◆ Direction
In the material below, copy out verbatim every line from the one containing "of the child's" to the one containing "Target: black winter boot", both of those lines included.

◆ Data for processing
--
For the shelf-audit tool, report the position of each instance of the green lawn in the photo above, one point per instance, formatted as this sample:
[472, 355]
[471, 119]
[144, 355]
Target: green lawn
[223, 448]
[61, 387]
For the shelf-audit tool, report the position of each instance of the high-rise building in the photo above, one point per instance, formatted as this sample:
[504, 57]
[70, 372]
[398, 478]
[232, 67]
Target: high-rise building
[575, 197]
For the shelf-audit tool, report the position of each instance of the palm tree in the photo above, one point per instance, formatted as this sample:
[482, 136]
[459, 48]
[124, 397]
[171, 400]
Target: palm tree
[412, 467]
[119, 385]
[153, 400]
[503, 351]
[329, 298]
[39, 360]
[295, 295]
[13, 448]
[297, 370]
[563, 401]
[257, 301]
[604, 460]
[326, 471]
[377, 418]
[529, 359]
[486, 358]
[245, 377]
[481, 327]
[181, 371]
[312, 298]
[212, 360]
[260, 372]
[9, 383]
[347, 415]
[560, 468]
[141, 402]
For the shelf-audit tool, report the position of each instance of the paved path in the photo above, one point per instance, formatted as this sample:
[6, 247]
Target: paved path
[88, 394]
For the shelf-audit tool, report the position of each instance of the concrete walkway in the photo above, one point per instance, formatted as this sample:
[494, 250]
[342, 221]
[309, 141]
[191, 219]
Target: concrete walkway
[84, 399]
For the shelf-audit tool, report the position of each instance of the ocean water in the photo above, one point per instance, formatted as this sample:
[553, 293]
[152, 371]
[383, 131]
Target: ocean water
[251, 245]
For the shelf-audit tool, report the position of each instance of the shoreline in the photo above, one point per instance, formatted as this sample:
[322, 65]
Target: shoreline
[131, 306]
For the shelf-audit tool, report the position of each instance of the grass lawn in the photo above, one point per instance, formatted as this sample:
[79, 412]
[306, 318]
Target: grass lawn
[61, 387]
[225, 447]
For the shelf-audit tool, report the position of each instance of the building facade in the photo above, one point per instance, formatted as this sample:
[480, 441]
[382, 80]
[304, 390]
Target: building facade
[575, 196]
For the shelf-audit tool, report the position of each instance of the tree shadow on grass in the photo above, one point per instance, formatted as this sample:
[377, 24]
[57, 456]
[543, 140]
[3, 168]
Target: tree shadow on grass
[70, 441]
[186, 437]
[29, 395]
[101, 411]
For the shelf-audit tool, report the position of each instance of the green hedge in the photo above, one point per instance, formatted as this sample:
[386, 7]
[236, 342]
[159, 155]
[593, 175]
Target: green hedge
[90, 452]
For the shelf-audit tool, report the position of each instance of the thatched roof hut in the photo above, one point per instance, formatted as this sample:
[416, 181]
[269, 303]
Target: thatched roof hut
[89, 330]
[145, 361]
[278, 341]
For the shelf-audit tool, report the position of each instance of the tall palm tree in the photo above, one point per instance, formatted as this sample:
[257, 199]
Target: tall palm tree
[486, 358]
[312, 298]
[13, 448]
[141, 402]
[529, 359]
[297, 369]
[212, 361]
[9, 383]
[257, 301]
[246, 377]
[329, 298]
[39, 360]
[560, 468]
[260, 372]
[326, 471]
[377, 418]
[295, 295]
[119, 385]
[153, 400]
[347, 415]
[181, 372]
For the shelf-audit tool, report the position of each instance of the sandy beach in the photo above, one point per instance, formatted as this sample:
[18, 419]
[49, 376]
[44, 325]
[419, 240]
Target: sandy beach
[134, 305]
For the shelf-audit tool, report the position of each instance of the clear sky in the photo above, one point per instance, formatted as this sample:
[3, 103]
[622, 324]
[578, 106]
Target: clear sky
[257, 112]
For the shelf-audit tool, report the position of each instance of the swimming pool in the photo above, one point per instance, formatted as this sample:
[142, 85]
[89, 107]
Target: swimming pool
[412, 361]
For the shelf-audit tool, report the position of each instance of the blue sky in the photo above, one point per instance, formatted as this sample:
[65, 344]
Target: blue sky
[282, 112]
--
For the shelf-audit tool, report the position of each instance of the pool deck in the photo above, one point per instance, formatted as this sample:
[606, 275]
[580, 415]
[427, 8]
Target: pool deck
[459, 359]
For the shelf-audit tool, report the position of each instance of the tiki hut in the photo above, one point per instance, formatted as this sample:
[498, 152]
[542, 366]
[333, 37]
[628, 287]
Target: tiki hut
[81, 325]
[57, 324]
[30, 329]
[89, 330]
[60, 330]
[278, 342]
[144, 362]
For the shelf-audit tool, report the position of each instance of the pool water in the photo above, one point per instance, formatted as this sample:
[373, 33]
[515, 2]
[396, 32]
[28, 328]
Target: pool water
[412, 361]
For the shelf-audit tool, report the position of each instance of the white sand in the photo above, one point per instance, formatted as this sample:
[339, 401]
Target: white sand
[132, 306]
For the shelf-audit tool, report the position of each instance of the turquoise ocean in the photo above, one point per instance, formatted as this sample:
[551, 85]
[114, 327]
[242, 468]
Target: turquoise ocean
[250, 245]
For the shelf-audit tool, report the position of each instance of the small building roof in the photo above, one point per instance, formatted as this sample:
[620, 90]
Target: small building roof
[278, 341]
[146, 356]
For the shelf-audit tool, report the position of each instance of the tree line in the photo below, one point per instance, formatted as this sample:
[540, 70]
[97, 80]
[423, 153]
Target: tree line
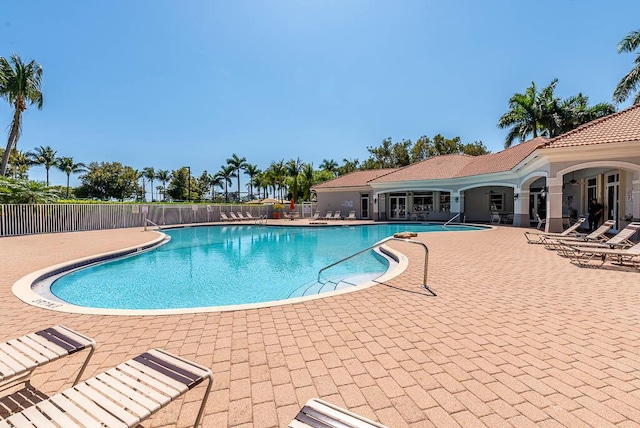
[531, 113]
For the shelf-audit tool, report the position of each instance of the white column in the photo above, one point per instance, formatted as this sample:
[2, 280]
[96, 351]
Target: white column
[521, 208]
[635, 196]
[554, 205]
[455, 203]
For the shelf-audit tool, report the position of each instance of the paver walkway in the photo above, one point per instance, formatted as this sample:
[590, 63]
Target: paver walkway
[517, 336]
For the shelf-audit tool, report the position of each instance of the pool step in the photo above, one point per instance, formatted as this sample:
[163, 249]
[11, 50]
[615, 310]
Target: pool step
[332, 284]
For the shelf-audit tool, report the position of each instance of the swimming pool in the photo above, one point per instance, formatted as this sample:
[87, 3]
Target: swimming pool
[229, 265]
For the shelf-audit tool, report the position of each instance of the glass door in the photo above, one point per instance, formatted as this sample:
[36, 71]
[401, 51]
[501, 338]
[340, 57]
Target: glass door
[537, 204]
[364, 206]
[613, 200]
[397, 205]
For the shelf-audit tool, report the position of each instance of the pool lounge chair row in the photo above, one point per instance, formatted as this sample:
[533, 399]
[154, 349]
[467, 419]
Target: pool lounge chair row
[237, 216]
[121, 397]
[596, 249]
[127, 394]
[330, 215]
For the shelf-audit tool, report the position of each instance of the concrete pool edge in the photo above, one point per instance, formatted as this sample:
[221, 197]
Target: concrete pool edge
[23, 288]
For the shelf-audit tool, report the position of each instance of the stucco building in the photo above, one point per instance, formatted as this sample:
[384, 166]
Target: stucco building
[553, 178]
--
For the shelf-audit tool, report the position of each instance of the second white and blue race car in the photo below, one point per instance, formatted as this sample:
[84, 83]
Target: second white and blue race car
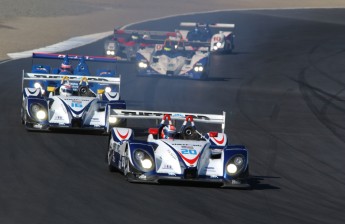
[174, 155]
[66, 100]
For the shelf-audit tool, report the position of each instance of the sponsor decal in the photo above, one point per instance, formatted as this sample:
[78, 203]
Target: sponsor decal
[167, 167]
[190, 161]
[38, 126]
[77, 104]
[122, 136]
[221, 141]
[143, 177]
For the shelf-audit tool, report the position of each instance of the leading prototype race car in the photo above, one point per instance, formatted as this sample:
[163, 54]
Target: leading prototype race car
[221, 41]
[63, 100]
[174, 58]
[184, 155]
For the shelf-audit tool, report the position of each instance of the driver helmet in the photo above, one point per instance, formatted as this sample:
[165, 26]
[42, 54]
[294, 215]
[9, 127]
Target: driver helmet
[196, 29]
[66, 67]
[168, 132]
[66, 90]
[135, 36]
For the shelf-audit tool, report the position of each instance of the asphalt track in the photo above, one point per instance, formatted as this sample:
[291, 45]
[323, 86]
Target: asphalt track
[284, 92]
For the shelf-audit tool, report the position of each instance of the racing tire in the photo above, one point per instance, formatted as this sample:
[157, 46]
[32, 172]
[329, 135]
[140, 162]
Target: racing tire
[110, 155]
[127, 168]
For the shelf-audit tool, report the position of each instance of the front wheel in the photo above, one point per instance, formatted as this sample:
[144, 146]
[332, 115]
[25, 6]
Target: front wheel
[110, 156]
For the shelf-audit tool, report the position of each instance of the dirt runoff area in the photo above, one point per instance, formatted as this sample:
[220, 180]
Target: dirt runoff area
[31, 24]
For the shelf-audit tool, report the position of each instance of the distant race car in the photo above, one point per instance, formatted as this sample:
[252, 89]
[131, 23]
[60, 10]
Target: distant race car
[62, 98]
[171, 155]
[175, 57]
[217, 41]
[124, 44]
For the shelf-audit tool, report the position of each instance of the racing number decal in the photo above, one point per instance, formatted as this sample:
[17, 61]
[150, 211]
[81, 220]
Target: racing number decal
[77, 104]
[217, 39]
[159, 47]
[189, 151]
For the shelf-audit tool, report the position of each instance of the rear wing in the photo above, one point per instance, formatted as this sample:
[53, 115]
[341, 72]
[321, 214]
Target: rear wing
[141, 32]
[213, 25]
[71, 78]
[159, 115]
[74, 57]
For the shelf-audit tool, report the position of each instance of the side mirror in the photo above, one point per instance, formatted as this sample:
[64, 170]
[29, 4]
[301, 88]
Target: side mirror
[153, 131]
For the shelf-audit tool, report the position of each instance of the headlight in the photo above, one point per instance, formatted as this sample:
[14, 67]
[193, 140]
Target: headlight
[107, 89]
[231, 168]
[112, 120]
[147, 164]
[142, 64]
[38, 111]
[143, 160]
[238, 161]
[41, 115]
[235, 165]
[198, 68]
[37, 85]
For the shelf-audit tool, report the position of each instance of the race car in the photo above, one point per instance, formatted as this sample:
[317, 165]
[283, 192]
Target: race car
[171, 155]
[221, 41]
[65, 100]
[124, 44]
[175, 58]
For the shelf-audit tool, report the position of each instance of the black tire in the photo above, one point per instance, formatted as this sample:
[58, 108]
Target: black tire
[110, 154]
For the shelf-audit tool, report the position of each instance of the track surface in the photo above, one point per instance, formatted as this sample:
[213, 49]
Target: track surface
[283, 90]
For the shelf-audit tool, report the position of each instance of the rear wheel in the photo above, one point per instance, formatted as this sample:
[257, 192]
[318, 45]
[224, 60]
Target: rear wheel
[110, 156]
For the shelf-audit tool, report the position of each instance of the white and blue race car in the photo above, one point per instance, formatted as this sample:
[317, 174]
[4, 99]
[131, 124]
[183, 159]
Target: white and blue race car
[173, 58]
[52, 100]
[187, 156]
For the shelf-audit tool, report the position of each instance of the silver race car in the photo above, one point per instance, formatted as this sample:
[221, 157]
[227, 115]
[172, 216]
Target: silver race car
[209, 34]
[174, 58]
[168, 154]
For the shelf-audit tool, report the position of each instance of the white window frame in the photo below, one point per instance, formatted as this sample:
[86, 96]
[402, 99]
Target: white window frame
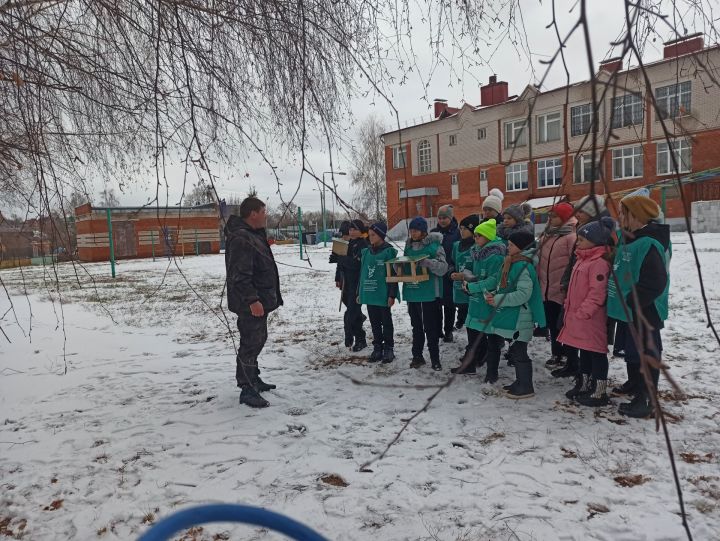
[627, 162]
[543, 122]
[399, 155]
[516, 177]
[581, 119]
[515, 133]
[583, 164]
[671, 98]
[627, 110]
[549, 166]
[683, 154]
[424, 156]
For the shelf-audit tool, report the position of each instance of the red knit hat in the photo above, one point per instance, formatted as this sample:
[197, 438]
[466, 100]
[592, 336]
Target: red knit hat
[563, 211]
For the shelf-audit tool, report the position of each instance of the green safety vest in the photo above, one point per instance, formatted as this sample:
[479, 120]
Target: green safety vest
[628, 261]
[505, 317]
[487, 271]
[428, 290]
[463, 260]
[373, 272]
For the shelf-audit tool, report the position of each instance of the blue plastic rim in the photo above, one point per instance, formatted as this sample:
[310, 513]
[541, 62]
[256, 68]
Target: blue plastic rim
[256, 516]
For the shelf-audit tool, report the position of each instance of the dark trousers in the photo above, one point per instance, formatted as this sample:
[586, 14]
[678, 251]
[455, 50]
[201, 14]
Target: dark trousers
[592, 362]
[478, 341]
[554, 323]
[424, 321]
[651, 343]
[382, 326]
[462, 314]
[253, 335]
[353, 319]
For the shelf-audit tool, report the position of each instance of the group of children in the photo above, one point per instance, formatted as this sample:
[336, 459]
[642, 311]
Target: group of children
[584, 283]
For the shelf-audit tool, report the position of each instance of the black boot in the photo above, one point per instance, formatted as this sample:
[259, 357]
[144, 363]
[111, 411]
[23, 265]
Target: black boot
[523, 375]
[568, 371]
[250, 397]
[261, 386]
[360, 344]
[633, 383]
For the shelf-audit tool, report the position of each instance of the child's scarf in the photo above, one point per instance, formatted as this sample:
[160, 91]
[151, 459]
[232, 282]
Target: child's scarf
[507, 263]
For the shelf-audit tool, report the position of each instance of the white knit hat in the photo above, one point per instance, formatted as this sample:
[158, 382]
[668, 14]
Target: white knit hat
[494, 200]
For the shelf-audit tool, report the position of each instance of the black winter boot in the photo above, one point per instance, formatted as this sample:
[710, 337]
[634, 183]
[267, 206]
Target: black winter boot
--
◆ Expected answer
For the shelf-audit tool, report the position of each instance of the child's scarf in the photo above, one point per instance, formatted as this sample:
[160, 91]
[151, 459]
[232, 282]
Target: child's scarf
[507, 263]
For the shelf-audit tool, report the position of each instance of the white knit hat in the photo above, one point per instance, formatted as this sample:
[158, 382]
[668, 14]
Target: white knit hat
[494, 200]
For the shelf-audit tool, report the position of each instance of the black winter boot in the photo above, one point per instance, formatted as this sample:
[710, 337]
[634, 183]
[267, 206]
Target: black winter boot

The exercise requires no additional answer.